## [Directions]
Beginning with the line where "Would you mind marking the pile" appears, repeat every remaining line of the entries exactly, the last line included.

++++ Source material

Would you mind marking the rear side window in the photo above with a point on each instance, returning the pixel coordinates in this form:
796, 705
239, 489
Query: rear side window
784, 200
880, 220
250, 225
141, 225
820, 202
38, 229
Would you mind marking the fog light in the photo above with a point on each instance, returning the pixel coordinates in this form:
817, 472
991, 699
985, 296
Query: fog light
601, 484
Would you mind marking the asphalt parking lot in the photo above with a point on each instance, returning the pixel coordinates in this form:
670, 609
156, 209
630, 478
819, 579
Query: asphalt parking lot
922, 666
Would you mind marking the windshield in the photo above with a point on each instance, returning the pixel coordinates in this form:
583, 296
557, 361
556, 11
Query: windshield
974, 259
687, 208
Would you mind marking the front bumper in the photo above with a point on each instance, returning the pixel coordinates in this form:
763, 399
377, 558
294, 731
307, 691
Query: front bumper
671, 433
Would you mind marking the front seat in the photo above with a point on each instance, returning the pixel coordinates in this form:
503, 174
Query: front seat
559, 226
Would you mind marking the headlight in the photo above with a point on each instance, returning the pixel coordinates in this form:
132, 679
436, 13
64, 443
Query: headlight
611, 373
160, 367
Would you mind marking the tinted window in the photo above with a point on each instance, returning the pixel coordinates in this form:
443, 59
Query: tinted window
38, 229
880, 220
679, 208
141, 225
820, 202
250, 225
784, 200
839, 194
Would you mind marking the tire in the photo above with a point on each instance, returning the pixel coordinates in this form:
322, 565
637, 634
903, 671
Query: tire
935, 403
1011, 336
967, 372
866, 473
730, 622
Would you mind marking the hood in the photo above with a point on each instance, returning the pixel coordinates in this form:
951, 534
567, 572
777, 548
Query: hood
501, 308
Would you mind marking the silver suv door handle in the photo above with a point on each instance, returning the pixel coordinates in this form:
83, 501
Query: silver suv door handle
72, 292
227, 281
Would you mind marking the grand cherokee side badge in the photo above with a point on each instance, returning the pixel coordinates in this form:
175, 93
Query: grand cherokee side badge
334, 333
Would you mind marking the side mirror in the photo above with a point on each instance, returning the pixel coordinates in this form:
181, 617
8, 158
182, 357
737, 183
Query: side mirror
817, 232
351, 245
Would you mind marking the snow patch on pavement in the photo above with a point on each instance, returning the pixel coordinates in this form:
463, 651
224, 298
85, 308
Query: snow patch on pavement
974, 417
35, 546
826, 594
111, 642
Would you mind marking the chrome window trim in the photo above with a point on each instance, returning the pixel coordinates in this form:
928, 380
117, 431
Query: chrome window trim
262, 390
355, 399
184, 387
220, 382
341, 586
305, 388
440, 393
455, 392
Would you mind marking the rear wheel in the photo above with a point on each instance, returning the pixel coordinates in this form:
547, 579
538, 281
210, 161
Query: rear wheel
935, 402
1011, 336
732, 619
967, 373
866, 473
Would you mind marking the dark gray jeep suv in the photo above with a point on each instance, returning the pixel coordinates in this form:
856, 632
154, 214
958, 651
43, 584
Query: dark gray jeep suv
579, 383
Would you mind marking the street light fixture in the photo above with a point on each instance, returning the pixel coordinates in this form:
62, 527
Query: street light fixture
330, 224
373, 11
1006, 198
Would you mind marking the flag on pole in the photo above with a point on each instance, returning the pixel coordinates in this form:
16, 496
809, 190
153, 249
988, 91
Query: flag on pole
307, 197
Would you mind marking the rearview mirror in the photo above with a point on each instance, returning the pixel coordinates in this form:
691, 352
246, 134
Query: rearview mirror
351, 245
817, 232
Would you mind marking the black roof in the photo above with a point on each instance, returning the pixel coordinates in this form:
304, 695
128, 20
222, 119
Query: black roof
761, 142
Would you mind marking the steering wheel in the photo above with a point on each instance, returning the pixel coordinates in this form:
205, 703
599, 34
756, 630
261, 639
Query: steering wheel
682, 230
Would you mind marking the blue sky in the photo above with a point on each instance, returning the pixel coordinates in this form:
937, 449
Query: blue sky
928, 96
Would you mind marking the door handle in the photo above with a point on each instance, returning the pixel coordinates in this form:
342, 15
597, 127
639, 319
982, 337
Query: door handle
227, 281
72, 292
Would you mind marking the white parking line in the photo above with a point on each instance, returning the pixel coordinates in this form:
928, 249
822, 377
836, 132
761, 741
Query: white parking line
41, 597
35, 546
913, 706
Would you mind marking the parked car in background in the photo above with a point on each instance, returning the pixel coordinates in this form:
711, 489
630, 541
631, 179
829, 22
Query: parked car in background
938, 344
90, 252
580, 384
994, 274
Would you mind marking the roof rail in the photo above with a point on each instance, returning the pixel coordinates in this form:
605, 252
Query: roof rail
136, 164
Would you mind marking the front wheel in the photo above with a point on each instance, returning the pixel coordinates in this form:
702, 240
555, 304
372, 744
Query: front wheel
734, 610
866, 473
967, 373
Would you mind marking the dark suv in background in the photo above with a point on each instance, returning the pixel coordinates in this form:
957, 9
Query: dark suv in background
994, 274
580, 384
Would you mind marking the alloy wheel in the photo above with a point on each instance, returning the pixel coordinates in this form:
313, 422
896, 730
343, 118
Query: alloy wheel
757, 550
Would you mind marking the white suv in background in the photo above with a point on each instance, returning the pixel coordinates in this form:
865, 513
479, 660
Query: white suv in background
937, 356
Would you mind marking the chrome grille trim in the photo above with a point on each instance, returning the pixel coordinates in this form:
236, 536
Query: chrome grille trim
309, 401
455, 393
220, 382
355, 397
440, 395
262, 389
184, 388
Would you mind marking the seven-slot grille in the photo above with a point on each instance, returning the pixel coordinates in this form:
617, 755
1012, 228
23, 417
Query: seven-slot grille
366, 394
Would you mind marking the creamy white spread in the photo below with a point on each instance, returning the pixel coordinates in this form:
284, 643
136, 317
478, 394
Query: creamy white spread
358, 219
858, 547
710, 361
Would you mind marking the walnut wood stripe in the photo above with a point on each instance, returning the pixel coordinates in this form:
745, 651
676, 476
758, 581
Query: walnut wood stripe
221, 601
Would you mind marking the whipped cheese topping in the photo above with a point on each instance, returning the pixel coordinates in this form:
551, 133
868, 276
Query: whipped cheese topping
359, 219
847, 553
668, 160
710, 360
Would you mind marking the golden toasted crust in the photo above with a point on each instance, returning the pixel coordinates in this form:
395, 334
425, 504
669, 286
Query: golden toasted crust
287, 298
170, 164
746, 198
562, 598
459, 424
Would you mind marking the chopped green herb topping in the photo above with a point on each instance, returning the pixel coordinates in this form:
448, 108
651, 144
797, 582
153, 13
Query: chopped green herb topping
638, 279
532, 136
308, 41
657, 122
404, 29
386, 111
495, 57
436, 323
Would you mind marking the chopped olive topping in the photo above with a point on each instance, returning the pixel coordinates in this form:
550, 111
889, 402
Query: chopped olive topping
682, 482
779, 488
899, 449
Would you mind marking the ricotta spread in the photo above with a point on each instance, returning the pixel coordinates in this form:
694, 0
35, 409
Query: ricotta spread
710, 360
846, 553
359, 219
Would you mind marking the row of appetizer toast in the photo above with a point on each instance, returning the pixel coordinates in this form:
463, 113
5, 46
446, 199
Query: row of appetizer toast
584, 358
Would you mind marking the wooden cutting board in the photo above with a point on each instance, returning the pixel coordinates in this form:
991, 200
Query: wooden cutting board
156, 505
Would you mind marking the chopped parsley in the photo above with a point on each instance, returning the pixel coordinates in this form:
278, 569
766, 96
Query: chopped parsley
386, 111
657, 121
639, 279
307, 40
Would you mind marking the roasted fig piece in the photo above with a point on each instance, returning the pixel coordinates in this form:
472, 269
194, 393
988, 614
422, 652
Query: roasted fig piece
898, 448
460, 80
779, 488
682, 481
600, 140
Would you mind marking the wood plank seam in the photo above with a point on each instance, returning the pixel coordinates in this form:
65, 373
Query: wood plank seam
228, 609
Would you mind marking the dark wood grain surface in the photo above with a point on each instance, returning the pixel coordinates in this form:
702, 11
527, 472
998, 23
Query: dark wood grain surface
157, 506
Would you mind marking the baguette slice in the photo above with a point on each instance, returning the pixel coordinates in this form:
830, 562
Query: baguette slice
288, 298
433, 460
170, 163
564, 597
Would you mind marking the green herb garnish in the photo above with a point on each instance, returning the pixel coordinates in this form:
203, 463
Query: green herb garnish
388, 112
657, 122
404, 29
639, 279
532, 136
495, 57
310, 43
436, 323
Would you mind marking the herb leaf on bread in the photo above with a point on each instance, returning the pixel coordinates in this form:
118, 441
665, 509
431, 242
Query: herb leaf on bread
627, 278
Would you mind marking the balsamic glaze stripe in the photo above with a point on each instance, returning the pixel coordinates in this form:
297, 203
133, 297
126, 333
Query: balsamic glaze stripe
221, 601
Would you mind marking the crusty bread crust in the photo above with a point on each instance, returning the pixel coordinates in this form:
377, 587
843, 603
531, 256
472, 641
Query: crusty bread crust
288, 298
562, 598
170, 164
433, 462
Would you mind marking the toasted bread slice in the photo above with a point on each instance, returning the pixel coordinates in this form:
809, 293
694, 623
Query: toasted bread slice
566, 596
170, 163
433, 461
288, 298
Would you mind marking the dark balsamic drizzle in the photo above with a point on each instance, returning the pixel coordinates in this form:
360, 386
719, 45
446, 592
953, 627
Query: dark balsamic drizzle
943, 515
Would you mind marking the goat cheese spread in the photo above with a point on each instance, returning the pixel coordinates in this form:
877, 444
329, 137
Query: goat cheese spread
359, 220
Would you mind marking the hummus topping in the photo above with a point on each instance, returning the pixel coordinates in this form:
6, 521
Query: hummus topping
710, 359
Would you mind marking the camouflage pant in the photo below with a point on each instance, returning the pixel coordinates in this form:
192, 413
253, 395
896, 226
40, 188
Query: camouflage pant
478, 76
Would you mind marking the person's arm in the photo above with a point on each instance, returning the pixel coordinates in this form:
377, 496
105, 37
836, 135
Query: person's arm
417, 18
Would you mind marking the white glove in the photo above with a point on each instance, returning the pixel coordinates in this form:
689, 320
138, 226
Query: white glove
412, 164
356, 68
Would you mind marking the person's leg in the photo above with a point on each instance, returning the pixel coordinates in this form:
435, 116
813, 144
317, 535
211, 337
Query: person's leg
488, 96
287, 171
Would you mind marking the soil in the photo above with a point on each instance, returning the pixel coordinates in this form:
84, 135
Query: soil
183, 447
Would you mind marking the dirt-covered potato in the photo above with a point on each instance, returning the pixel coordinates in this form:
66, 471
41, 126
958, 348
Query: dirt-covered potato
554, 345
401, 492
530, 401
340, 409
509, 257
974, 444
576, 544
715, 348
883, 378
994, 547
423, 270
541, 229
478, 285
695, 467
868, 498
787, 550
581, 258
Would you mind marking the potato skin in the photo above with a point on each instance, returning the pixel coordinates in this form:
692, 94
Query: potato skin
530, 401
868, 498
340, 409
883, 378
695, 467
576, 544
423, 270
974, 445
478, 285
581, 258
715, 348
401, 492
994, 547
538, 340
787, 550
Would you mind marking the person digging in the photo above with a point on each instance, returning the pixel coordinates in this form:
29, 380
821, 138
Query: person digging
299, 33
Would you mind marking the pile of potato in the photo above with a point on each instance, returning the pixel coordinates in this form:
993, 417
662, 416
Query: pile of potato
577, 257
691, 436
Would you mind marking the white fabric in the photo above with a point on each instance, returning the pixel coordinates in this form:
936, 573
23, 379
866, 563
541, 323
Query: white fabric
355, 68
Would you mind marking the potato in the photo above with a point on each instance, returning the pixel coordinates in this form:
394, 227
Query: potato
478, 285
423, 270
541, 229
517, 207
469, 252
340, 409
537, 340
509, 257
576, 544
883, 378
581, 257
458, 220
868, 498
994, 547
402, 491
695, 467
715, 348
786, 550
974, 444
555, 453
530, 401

++++++++

## [Full output]
Would you mind marking the pile of potato in the photo above with a point on each instance, returning the pixel coordinates in this form:
993, 417
662, 416
Query: pile of potato
577, 257
691, 436
Would you mind marking the white fabric in the photo above with a point on each instance, returning the pixel coordinates in this form:
936, 573
23, 379
866, 563
541, 323
Query: white fabric
355, 68
Would you mind marking the potato in the photo above with a point on each instance, returning the pixel coordinates in this form:
394, 227
Query: potato
478, 285
423, 270
541, 229
517, 207
469, 252
340, 409
537, 340
509, 257
576, 544
883, 378
581, 257
458, 220
868, 498
994, 547
402, 491
695, 467
715, 348
786, 550
974, 444
555, 453
530, 401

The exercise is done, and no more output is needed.